## What you are asked to do
Each line below that contains "navy" should be counted; give the total alone.

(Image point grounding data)
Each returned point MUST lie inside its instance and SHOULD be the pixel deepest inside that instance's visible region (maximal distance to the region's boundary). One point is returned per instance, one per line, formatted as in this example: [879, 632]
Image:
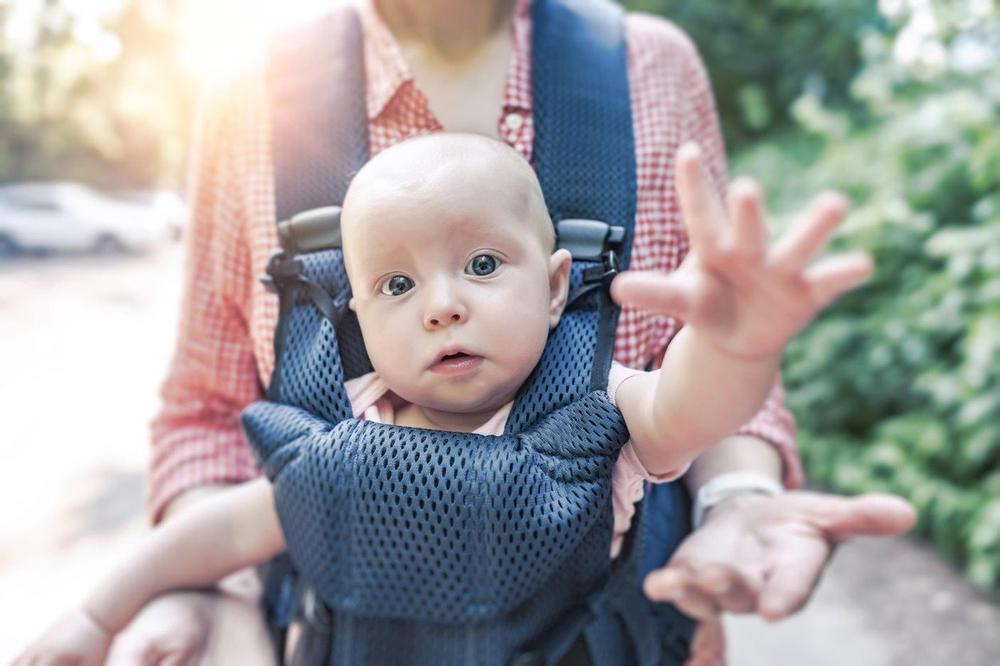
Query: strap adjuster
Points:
[605, 271]
[281, 270]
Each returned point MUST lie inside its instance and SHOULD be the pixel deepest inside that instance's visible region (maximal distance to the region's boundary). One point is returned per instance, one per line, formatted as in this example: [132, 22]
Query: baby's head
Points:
[456, 281]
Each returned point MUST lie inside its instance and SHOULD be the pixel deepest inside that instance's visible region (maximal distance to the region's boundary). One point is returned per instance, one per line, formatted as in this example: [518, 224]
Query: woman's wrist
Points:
[739, 453]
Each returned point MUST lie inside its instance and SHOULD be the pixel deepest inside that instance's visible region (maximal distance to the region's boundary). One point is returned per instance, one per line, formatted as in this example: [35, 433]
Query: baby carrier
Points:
[410, 546]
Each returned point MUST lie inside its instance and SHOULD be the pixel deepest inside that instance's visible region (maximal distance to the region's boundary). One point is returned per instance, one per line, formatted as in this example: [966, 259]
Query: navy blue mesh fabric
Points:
[436, 526]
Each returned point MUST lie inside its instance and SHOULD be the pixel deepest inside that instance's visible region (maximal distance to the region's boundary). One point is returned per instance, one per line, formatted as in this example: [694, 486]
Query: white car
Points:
[70, 217]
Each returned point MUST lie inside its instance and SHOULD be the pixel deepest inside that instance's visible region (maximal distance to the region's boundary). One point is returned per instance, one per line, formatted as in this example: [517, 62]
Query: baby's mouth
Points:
[456, 363]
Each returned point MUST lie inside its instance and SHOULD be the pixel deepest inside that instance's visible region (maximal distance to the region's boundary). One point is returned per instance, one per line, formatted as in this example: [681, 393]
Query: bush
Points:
[898, 386]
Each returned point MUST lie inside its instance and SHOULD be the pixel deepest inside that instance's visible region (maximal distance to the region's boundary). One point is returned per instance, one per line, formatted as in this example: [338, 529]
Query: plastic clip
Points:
[281, 269]
[605, 271]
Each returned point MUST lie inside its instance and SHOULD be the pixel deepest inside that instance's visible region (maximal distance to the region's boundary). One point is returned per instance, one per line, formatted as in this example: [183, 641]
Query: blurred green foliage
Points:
[762, 55]
[92, 95]
[897, 387]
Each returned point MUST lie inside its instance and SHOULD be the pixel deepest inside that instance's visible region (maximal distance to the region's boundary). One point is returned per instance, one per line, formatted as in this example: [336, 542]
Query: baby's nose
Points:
[443, 319]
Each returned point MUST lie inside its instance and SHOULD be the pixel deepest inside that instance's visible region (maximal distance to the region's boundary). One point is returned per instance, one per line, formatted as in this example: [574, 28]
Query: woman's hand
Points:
[745, 295]
[75, 640]
[765, 555]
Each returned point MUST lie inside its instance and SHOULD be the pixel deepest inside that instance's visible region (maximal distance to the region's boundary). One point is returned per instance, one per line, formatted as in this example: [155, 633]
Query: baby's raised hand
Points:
[746, 295]
[75, 640]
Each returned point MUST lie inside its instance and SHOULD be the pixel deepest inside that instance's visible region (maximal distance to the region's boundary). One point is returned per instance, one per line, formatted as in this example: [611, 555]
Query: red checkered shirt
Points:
[224, 354]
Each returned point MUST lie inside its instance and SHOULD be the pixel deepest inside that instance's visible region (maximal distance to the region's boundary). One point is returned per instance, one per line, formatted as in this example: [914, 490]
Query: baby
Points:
[456, 284]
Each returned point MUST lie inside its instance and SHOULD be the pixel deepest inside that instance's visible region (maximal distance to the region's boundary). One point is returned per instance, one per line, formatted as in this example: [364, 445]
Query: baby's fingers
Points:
[831, 277]
[674, 294]
[702, 211]
[797, 247]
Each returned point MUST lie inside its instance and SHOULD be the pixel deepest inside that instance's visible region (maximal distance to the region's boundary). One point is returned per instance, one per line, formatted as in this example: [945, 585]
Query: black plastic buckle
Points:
[281, 269]
[605, 272]
[316, 613]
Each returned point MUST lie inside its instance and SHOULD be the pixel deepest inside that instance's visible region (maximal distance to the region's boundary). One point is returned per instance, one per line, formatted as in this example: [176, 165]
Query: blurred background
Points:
[895, 102]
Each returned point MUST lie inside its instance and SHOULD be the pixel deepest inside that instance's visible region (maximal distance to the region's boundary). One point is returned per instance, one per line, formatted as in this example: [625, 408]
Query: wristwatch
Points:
[724, 486]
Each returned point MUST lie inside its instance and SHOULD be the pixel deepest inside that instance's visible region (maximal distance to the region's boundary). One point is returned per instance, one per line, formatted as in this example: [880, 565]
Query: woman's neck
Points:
[453, 30]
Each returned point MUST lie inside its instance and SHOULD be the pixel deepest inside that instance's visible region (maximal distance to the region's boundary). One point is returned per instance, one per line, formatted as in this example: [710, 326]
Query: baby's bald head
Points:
[455, 167]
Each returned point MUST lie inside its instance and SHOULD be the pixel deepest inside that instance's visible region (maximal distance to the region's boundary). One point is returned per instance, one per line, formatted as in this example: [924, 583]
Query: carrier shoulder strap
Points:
[584, 155]
[316, 76]
[319, 139]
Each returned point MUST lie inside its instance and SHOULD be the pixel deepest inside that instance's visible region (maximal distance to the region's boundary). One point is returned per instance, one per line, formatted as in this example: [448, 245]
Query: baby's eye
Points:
[482, 264]
[397, 285]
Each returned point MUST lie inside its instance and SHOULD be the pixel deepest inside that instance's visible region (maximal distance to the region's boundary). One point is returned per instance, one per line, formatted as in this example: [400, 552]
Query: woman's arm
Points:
[232, 529]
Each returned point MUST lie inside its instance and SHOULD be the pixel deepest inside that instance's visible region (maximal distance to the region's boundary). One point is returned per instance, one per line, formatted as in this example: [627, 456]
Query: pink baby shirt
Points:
[371, 400]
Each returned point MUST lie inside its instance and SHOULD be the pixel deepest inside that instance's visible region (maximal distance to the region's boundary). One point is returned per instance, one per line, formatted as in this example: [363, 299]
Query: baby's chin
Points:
[463, 399]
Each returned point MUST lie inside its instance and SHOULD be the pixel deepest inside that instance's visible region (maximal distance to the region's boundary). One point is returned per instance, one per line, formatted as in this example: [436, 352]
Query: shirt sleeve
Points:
[196, 436]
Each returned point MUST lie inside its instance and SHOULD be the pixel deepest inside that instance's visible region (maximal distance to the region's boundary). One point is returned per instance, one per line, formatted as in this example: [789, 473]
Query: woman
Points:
[464, 65]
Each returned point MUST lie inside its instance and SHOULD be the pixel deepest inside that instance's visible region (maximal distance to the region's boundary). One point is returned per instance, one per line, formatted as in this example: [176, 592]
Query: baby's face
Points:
[455, 285]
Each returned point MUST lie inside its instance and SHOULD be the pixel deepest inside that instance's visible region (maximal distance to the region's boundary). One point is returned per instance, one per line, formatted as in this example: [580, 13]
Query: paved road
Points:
[85, 342]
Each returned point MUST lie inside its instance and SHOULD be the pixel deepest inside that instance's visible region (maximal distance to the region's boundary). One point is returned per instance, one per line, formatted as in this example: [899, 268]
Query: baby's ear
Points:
[559, 265]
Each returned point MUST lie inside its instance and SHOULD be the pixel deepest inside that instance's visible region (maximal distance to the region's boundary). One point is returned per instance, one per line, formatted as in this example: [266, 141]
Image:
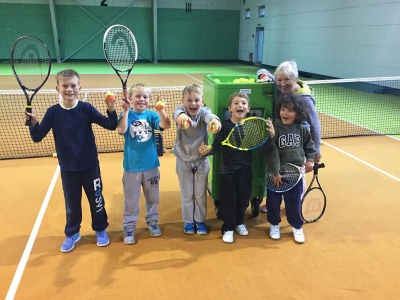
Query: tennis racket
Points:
[31, 64]
[291, 175]
[120, 50]
[314, 200]
[248, 134]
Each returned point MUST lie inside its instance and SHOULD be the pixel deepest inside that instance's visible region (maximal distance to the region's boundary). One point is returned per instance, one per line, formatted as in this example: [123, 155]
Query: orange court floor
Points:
[350, 253]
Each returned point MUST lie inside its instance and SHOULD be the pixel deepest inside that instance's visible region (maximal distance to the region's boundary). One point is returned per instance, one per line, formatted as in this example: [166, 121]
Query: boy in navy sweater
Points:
[71, 121]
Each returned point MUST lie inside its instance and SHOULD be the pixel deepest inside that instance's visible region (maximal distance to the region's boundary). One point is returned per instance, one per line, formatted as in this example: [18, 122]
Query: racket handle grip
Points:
[125, 94]
[28, 122]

## Solved exercise
2